→ Your assignment
Extend the piece on Kepler's inner image and Pauli's reading of it, picking up right after its last sentence.

→ Reading text
======

Pauli's thesis: Kepler's load-bearing inner image was a geometric three-fold structure – Sun as centre, fixed stars as outer sphere, the irradiated space in between as the third element. Pauli identifies this image with the archetypal Trinitarian symbolism of Christian theology and with the mandala-like "sphaira" symbol. Only this inner image, says Pauli, enabled Kepler to take the Copernican system seriously and work it out mathematically, long before empirical data forced the issue. Data alone, Pauli argues, do not form a theory; one needs a guiding inner image – and that is archetypal, not empirical.

Kepler thereby becomes the historical key witness for what Jung in psychology and Pauli in physics independently formulated: that psyche and matter are linked through a shared symbolism. More on this in our pieces on Wolfgang Pauli and the Paranormal and C. G. Jung and Mediumship.

What remains

  • A different history of science. Anyone who reads Kepler only as a forerunner of Newton overlooks the fact that the three planetary laws are by-products of a Pythagorean-mystical search for cosmic harmony. The "separation of science and mysticism" is a later imposition, not a historical fact.

======

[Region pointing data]
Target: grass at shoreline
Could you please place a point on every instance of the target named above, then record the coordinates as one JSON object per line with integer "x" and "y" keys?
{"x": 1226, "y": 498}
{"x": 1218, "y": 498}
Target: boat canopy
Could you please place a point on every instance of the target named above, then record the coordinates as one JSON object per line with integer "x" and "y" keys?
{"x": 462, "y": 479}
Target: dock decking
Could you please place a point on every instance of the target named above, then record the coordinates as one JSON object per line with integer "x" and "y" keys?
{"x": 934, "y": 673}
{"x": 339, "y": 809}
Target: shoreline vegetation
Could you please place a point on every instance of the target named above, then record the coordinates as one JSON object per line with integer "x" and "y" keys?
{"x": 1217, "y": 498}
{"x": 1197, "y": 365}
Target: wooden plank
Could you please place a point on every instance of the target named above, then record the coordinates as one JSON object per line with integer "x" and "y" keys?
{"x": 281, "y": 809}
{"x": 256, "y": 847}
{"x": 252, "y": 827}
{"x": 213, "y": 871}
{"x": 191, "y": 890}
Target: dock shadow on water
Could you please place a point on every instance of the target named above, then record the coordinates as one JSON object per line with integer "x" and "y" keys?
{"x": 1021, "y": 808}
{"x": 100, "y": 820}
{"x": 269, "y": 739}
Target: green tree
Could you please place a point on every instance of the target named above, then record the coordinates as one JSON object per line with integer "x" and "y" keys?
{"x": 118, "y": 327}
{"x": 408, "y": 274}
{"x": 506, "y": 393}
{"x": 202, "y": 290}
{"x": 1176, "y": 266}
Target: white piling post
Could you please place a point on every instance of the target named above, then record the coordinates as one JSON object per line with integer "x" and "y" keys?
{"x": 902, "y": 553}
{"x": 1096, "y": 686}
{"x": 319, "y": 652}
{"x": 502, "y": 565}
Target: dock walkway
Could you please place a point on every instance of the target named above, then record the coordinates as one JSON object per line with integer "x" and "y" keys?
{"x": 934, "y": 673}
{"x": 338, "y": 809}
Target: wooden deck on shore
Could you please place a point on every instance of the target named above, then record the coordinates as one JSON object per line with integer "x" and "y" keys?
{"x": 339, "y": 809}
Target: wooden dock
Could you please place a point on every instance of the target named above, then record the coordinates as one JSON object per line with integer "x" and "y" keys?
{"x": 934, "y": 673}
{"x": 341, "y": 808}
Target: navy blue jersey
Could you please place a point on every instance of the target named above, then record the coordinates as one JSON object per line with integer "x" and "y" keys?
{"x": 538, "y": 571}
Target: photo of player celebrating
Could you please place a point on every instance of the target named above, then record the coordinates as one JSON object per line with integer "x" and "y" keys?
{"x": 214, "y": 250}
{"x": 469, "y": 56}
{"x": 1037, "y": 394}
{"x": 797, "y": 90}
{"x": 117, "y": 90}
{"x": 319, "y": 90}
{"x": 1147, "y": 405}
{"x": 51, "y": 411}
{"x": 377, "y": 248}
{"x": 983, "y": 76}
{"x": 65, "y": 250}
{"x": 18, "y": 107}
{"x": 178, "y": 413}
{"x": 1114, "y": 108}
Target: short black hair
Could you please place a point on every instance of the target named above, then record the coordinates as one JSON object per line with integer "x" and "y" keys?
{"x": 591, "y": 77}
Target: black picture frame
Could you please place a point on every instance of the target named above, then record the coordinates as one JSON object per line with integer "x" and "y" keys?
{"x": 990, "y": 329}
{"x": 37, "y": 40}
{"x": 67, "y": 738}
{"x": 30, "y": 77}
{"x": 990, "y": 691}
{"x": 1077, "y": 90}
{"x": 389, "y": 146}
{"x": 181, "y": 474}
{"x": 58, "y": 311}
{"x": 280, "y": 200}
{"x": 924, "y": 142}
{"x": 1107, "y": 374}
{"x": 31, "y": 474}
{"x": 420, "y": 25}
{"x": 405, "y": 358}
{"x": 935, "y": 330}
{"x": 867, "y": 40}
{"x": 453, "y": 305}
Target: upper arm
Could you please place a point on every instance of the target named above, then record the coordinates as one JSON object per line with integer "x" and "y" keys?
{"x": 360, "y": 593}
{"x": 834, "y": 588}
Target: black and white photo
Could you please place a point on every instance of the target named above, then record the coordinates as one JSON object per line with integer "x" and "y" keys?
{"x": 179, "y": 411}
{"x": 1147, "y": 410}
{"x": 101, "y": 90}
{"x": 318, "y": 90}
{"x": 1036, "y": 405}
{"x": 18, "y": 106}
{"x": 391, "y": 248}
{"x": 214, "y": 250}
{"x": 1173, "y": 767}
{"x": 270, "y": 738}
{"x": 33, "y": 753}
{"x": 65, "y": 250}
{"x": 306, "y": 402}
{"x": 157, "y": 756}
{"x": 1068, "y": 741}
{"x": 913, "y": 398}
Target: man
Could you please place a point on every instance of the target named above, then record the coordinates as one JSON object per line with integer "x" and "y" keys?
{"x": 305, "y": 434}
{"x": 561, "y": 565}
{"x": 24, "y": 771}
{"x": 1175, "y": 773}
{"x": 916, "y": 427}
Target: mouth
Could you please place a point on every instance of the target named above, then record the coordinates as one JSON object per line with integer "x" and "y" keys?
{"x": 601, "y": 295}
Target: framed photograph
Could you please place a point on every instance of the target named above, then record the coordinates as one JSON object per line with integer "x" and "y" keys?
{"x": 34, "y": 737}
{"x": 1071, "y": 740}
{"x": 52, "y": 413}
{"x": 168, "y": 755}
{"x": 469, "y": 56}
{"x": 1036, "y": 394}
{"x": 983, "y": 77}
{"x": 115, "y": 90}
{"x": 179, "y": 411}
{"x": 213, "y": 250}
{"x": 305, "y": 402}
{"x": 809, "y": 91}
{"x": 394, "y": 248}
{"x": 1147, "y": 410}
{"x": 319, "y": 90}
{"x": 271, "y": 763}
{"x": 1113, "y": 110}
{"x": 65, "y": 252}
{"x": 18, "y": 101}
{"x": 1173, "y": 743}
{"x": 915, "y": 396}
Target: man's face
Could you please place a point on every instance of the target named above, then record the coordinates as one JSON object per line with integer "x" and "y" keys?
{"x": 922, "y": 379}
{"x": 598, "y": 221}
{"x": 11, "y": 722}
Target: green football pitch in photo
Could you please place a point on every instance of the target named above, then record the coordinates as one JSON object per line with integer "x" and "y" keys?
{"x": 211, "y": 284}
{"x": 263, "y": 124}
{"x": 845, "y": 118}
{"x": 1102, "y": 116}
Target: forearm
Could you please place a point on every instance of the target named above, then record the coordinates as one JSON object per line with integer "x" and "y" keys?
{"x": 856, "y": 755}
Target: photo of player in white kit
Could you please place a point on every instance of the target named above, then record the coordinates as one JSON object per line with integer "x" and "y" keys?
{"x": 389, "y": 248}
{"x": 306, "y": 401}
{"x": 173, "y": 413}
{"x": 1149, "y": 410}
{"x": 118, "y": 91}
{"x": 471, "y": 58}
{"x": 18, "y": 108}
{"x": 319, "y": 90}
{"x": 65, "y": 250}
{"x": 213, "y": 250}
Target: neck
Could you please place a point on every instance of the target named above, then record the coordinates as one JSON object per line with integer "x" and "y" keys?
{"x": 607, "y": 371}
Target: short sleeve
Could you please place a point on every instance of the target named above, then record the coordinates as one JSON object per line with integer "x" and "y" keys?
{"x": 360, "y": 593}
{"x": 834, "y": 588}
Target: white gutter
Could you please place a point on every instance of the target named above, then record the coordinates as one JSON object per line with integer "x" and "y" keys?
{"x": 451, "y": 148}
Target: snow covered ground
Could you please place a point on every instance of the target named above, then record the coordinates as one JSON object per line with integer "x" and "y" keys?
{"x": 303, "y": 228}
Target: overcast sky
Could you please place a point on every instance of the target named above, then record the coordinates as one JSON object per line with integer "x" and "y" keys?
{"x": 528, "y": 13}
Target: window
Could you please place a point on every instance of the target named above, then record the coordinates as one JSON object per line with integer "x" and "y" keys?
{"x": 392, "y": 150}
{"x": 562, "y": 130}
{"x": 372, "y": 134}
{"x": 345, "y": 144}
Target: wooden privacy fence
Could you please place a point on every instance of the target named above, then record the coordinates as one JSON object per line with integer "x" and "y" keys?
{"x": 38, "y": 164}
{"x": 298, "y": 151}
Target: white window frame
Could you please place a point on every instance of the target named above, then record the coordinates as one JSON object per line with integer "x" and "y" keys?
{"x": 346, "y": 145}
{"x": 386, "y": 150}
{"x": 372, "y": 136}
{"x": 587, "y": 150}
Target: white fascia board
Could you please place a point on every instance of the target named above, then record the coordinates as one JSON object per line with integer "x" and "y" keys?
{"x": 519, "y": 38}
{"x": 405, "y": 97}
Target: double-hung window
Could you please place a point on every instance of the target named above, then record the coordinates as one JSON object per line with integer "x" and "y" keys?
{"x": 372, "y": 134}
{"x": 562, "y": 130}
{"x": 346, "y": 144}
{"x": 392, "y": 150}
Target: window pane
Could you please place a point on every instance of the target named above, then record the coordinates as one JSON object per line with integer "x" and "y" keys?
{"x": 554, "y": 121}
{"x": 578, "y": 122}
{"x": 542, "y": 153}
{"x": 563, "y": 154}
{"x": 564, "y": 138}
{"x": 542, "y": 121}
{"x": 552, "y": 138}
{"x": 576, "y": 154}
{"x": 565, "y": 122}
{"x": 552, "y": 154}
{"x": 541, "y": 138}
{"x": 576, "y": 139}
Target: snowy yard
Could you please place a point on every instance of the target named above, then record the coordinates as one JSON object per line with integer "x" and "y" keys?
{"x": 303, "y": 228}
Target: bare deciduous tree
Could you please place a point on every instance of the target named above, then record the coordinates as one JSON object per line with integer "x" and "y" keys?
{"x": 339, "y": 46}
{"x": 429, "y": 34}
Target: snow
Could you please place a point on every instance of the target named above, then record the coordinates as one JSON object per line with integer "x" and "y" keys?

======

→ Solved exercise
  • Astrology was no fringe pursuit. In the Prague of Rudolf II it was part of court ceremonial and financed the Imperial Mathematicus. Kepler did not practise it naively but wanted to reform it theoretically – and failed institutionally, because neither orthodox theology nor the later rationalism had room for his position.
  • Witch trial. That a woman like Katharina Kepler stood trial at all belongs to the history of the same epoch that produced Kepler. In Switzerland Anna Göldi was executed in 1782 as the last woman in Europe to be put to death after regular court proceedings for witchcraft (see our piece on mediumship in Switzerland).
  • The historiographic redaction of the 19th and 20th centuries. To preserve the image of the "clean, rational" founder of astronomy, Kepler's astrological half was systematically downplayed for more than a century – dismissed as "eccentricity" or pure "day job" and barely mentioned in the standard works of the history of science. Wikipedia and large language models still largely reproduce this selection unreflectively. Anyone who wants to read Kepler honestly has to begin with the original texts, not with the popular secondary picture.
  • The Pauli line. With Pauli, the forgotten half of Kepler becomes an argument: modern physics too is shaped by guiding inner images, not just by data. That is an unusual position – and exactly the position with which one of the most important quantum physicists of the 20th century publicly disputed the separation "hard science here, everything else there".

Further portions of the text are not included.